#### [Consigne A]
Répondez aux questions suivantes d'après l'article sur les urgences d'Orléans :
(i) Quel est le métier de Frédéric Mailly ?
(ii) À quelle heure Frédéric Mailly revient-il aux urgences le lendemain ?
(iii) À quel journal les soignants ont-ils livré leurs témoignages ?
#### [Consigne B]
Poursuivez l'article sur les urgences d'Orléans à partir de sa dernière phrase.

#### [Texte à analyser]

-.-.-

Des médecins et personnels des urgences du centre hospitalier d'Orléans montent au créneau pour dénoncer publiquement la situation critique de leur service qui, selon eux, vient altérer considérablement la qualité des soins apportés.
Sur le parking des urgences du centre hospitalier d'Orléans (CHRO), à la Source, les voitures alignées en nombre trahissent déjà une affluence importante. Frédéric Mailly, routier de profession, ressort la mine basse. Depuis trois jours, sa jambe est purulente, ni nettoyée ni calmée. Il arrive de Pithiviers, où son médecin n'a pas pu le prendre en charge. Pareil à l'hôpital local.
Il a donc décidé d'aller directement aux urgences. "Hier soir, ils ont pris une photo et l'ont montrée au docteur, qui a dit qu'il fallait aller aux urgences dermatologiques", raconte-t-il. Le lendemain, il revient sur place "à 9h30 et on me refuse, il n'y a pas de place". "Si ça s'empire, je fais quoi ?", s'inquiète-t-il.
Difficile de savoir à quel moment la situation est devenue aussi critique. Quoi qu'il en soit, des soignants des urgences ont choisi de rompre le silence par voie de presse, en livrant de nombreux témoignages à La République du Centre cette semaine.

-.-.-

#### [Données extraites]

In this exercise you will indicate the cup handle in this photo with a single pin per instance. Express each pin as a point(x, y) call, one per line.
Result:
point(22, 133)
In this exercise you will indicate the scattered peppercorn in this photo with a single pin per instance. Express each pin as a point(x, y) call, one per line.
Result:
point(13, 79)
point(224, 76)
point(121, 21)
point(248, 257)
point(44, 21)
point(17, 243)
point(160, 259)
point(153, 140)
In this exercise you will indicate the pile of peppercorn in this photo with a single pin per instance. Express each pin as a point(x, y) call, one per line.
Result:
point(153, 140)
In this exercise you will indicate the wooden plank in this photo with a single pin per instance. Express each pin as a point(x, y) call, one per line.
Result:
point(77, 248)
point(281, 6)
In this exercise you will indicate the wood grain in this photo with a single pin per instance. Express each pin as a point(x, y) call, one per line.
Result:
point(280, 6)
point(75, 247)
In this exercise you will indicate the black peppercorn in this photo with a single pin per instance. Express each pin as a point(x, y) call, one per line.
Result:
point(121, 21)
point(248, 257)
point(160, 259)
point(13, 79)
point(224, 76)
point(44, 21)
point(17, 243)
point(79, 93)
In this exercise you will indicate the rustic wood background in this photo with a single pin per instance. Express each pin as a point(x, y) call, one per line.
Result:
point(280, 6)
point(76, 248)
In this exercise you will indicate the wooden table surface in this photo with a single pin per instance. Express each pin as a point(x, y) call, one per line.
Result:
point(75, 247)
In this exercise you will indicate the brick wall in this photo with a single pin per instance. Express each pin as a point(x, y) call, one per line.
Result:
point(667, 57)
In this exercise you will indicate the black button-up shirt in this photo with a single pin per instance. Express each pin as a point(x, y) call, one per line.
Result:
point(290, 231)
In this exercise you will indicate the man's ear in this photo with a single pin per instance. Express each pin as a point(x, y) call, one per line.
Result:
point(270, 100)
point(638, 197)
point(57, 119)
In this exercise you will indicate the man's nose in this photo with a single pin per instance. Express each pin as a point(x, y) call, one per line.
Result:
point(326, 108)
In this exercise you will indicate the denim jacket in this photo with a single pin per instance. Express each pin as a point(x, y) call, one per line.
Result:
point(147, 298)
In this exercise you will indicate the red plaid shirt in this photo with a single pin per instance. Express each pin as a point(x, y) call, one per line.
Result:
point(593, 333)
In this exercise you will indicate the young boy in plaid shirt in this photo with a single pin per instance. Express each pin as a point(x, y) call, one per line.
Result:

-.-.-

#### [Réponse A]
(i) Il est routier.
(ii) À 9h30.
(iii) À La République du Centre.

#### [Réponse B]
9 heures d'attente sous les néons
Sur les 38 médecins du service, deux font le choix de donner l'alerte sans autorisation de l'hôpital, anonymement, et témoignent auprès de France 3 Centre-Val de Loire. À en croire l'un, l'attente "avant de voir un médecin et d'être pris en charge correctement" peut "aller de 2 à 6 heures, parfois 9".
Car, faute de lits dans les services et par manque criant de personnels, 200 chambres vides ponctuent les étages du CHRO, dont 135 ont fermé rien que depuis le début de la crise sanitaire il y a bientôt deux ans. Pourtant, un rapport de la Chambre régionale des comptes du Centre-Val de Loire daté d'octobre 2020, qui a évalué les finances du CHRO entre 2011 et 2019, jugeait l'établissement "surdimensionné". L'instance invitait donc l'hôpital... à baisser ses dépenses.
Les conséquences de ce manque de lits sont potentiellement dramatiques. "Un retard de 9h dans la prise en charge d'une appendicite, ça peut être délétère", explique un docteur :
Au lieu d'avoir une appendicite simple, on peut avoir une péritonite.
Un médecin urgentiste du CHRO
"Est-ce qu'on va avoir un décès évitable ?"
Les personnels du service racontent que, un matin, 54 patients de la nuit sont restés coincés en attente d'une hospitalisation, un cas grave finissant par se faire emmener par les pompiers. "Une personne âgée qui va être sur un brancard ne va pas dormir, va avoir la lumière au dessus d'elle pendant 24 ou 48h, elle ne sait pas quelle heure elle est, elle n'a pas de contact avec sa famille, liste un médecin. Tous les besoins essentiels d'un être humain peuvent être remis en question à cet endroit."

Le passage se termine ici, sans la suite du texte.